[Task list]
a: Which people are named in the paragraph of the article on the Mortadelo & Filemon film that starts with "Mortadelo & Filemon : The Big Adventure (La gran aventura de Mortadelo y Filemón) is a 2003"?
b: Pick up the article on the Mortadelo & Filemon film right after its last sentence and continue writing it.

[Reading text]
++++++++++

- Directed by: Javier Fesser
- Written by: Javier Fesser Guillermo Fesser
- Produced by: Luis Manso Marina Ortiz
- Starring: Benito Pocino Pepe Viyuela
- Cinematography: Xavi Giménez
- Edited by: Ivan Aledo
- Music by: Rafael Arnau Mario Gosálvez
- Production companies: Sogecine Películas Pendelton Telecinco Canal+ España
- Distributed by: Warner Sogefilms
- Release date: 7 February 2003;
- Running time: 103 minutes
- Country: Spain
- Language: Spanish
- Box office: €22.8 million (Spain)

= Mortadelo & Filemon: The Big Adventure =

Mortadelo & Filemon : The Big Adventure (La gran aventura de Mortadelo y Filemón) is a 2003 Spanish-language comedy film based on the popular Spanish comic book series Mortadelo y Filemón by Francisco Ibáñez Talavera. It also included characters from 13, Rue del Percebe, another comic by the same creator. The film was directed by Javier Fesser and stars Benito Pocino and Pepe Viyuela. It became the second highest-grossing Spanish film of all time.

++++++++++

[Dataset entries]
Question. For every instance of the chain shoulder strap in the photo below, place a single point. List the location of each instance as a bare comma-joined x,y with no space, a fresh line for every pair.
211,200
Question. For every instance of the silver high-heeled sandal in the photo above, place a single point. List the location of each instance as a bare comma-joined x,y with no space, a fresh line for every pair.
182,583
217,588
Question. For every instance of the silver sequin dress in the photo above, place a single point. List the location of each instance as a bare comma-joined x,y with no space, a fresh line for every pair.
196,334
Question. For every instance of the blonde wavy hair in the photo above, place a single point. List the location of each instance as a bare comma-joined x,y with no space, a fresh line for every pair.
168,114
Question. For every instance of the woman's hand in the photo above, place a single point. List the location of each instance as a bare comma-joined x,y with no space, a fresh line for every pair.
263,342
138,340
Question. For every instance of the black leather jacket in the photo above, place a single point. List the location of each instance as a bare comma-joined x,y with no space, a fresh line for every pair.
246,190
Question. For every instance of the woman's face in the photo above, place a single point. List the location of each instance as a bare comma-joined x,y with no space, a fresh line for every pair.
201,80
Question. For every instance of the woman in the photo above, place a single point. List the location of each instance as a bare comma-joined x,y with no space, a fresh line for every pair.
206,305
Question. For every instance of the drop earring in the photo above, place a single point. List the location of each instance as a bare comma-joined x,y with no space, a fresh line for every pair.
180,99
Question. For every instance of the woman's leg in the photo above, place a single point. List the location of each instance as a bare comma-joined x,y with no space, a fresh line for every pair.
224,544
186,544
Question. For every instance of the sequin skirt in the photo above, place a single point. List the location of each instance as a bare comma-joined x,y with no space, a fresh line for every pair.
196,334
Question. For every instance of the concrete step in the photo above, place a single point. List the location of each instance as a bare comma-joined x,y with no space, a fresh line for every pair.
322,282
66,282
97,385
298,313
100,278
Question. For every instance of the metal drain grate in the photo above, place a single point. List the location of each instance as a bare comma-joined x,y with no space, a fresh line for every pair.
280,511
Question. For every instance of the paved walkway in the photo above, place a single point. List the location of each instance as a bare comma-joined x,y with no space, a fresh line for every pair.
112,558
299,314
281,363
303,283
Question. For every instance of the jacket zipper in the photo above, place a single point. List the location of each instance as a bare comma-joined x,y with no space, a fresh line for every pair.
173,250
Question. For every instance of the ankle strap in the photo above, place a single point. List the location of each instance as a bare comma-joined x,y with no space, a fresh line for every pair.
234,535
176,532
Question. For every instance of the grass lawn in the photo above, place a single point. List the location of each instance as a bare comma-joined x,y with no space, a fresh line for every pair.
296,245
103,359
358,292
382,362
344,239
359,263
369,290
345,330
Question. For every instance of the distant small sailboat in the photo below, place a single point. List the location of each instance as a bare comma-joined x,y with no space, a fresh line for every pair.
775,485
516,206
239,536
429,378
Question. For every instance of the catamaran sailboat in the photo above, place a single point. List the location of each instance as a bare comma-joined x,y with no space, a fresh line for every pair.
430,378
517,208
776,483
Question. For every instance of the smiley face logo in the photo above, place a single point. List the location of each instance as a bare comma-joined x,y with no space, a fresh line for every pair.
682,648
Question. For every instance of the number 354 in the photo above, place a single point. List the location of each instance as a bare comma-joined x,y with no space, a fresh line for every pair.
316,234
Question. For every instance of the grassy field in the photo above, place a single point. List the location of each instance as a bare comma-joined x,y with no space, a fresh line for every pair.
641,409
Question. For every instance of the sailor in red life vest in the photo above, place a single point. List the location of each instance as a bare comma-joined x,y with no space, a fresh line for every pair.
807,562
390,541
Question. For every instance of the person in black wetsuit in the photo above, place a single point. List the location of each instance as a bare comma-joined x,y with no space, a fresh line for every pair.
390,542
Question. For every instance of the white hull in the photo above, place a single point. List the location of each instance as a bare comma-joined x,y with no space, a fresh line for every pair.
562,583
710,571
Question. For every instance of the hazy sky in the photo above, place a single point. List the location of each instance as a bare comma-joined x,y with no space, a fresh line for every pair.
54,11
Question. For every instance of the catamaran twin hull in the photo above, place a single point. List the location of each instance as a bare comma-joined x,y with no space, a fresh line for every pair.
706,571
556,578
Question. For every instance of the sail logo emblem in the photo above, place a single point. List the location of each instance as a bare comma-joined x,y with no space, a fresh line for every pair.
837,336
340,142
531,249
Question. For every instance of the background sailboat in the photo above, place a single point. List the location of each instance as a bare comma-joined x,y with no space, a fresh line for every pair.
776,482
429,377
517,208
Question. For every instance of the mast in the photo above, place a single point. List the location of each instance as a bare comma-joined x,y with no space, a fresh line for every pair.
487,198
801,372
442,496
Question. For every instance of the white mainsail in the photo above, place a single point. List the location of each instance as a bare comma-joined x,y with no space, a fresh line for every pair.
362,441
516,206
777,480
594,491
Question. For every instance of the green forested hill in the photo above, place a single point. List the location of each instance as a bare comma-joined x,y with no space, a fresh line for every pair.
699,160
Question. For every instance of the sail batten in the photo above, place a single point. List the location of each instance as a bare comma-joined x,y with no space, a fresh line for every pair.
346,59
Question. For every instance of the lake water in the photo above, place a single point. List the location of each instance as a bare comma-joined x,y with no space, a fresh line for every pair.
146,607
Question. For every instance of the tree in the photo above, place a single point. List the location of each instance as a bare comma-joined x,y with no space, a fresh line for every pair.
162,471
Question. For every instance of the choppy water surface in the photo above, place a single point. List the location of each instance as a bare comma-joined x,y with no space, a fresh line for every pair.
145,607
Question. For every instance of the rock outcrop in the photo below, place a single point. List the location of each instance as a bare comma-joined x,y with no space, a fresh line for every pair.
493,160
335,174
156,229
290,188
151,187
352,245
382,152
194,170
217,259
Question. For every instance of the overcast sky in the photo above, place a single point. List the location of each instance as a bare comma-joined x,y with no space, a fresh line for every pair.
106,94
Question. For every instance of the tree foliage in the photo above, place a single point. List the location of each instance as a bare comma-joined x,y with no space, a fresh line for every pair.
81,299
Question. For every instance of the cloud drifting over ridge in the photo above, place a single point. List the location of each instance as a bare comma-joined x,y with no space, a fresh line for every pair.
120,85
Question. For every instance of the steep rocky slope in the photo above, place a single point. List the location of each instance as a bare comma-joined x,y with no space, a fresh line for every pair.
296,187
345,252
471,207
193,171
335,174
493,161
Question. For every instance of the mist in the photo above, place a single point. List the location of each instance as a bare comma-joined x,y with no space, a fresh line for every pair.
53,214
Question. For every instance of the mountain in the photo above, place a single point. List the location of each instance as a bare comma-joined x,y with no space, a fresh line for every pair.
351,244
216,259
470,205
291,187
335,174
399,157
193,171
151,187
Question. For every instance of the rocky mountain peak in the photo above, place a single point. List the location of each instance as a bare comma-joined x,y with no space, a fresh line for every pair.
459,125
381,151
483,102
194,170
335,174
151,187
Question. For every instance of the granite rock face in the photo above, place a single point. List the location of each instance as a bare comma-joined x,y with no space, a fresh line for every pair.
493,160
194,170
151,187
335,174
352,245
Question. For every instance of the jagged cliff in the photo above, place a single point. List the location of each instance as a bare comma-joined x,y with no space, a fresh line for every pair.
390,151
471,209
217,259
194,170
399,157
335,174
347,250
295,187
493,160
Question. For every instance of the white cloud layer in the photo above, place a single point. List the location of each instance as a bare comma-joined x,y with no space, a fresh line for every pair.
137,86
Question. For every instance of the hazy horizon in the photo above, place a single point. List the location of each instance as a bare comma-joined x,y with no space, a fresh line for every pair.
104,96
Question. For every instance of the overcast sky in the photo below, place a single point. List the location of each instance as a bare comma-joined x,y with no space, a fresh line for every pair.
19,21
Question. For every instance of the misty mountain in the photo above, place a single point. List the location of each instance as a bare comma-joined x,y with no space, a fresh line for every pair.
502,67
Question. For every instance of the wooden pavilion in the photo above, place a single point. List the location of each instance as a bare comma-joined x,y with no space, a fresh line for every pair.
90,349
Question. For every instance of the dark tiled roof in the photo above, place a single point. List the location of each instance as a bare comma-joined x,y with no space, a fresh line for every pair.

++++++++++

[Responses to the tasks]
a: Francisco Ibáñez Talavera, Javier Fesser, Benito Pocino, Pepe Viyuela

b:
==Plot==
The adventure begins when a spy breaks into Professor Bacterio's lab and steals some of his inventions from the T.I.A. headquarters (Técnicos de Investigación Aeroterráquea, "Tía" being the Spanish word for "Aunt", thus a spoof of the CIA). Mortadelo and Filemón who work for the T.I.A. are put on the case, but Fredy, another agent, decides to beat them to it. One of the inventions is a weather control machine which the spy decides to sell to the President of Tirania, a small Eastern European dictatorship. There are numerous clashes between the spy, Fredy, and Mortadelo and Filemón (who Fredy seems to want to kill). Our heroes end up in prison after accidentally beating up the local cop once too often. They escape, Filemon's mother gets kidnapped by Fredy and taken to Tirania. The spy is killed in Fredy's place as Fredy ingratiates himself with the President, while having Filemón's mother tortured. The heroes arrive and there is a big battle where Filemón is apparently killed. Then Mortadelo receives a mortal wound, but Filemón gives him a cup of water, which turns out to be the Holy Grail, Mortadelo drinks it and heals quickly, while Fredy gets his just deserts. Mortadelo and Filemón return home, their mission successfully accomplished.

==Cast==
- Benito Pocino as Mortadelo
- Pepe Viyuela as Filemón
- Dominique Pinon as Fredy
- Paco Sagarzazu as The President
- Mariano Venancio as Superintendent Vincente (their boss at T.I.A.)
- Janfri Topera as Professor Bacterio
- Berta Ojea as Ofelia (Vincente's secretary)
- Gustamante as a mosquito (CGI insect)
- María Isbert as Filemón's mother
- Emilio Gavira as Rompetechos
- Germán Montaner as President's servant
- Janusz Ziemniak as The spy who started it all off
- Paco Hidalgo as President's torturer
- Javier Aller as Mickey El Gigante
- José Manuel Moya as Security guard at T.I.A.
- Joan Gadea as a crooked shopkeeper.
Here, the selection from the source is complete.